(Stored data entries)

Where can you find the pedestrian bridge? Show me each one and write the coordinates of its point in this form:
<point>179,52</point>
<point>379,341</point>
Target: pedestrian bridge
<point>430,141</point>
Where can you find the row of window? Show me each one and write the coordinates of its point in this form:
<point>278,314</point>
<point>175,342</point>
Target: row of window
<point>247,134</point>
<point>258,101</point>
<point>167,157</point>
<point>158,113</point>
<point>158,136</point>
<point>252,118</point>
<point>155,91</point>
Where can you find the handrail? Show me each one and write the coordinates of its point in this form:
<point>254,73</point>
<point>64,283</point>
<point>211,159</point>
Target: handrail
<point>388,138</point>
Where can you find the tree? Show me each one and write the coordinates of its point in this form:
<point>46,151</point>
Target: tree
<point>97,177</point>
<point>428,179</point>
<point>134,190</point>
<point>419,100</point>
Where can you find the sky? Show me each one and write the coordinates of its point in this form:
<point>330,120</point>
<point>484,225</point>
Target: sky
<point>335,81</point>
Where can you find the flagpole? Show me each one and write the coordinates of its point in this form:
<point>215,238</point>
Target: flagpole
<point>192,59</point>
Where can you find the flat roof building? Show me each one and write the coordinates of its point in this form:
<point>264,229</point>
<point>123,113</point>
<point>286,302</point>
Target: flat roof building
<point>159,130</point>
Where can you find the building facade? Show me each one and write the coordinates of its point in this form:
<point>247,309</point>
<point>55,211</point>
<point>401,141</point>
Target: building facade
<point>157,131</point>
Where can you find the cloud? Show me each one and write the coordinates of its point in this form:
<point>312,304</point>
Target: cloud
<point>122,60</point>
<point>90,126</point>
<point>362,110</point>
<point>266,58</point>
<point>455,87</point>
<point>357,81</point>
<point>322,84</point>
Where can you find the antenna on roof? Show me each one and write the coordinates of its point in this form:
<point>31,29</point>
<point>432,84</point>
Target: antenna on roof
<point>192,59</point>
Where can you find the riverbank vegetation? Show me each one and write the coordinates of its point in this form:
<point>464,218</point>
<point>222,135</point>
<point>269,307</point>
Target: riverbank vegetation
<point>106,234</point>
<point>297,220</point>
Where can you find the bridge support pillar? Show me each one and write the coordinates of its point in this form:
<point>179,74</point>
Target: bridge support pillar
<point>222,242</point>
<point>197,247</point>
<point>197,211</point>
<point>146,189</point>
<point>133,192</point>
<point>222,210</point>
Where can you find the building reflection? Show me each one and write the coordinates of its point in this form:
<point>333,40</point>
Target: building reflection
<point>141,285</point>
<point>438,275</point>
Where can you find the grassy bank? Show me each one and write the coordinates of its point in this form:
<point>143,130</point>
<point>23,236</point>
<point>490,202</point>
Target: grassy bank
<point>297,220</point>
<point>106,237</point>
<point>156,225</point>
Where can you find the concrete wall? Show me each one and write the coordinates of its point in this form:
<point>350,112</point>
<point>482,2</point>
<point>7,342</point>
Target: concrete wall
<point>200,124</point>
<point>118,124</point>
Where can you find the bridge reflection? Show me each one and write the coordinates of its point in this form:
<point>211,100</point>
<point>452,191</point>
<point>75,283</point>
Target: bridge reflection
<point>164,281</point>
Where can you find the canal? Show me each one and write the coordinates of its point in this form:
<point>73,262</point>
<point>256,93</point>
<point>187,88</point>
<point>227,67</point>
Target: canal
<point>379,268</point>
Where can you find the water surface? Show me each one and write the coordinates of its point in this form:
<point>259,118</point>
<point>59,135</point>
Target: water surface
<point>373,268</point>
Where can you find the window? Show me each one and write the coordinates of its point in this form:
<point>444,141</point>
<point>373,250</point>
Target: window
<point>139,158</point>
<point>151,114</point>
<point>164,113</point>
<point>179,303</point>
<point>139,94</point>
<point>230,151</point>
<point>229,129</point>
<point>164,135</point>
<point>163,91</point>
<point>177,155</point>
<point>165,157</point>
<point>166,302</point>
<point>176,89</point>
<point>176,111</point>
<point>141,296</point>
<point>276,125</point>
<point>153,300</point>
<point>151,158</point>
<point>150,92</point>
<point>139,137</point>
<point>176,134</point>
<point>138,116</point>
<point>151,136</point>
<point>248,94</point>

> [ACTIVITY]: Looking back over the data above, restate word for word the lines that begin at the line with "Target: water surface" and end at the line with "<point>373,250</point>", inclusive.

> [SOLUTION]:
Target: water surface
<point>373,268</point>
Where can you find the window? Show me each one and write the coordinates of its point in this form:
<point>444,141</point>
<point>373,250</point>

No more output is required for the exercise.